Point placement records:
————
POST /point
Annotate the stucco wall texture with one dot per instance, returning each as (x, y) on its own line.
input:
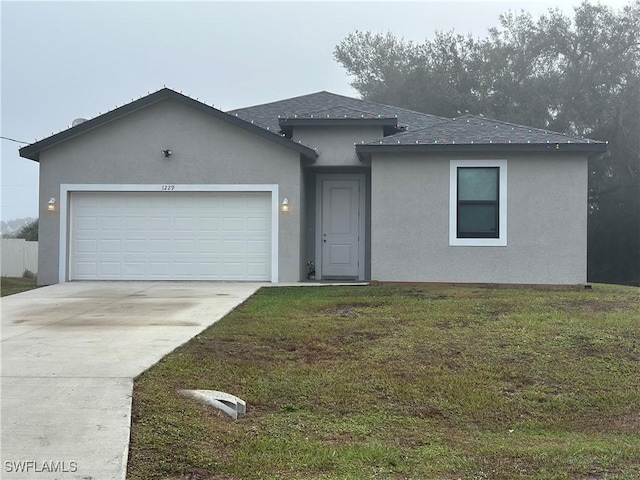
(205, 150)
(546, 224)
————
Work to do ->
Reproduce the material above word for word, leaving out the pictures.

Result below ->
POST /point
Annotate the stucco wall texture with one dot per instance, returning each as (x, y) on its own line.
input:
(205, 150)
(546, 224)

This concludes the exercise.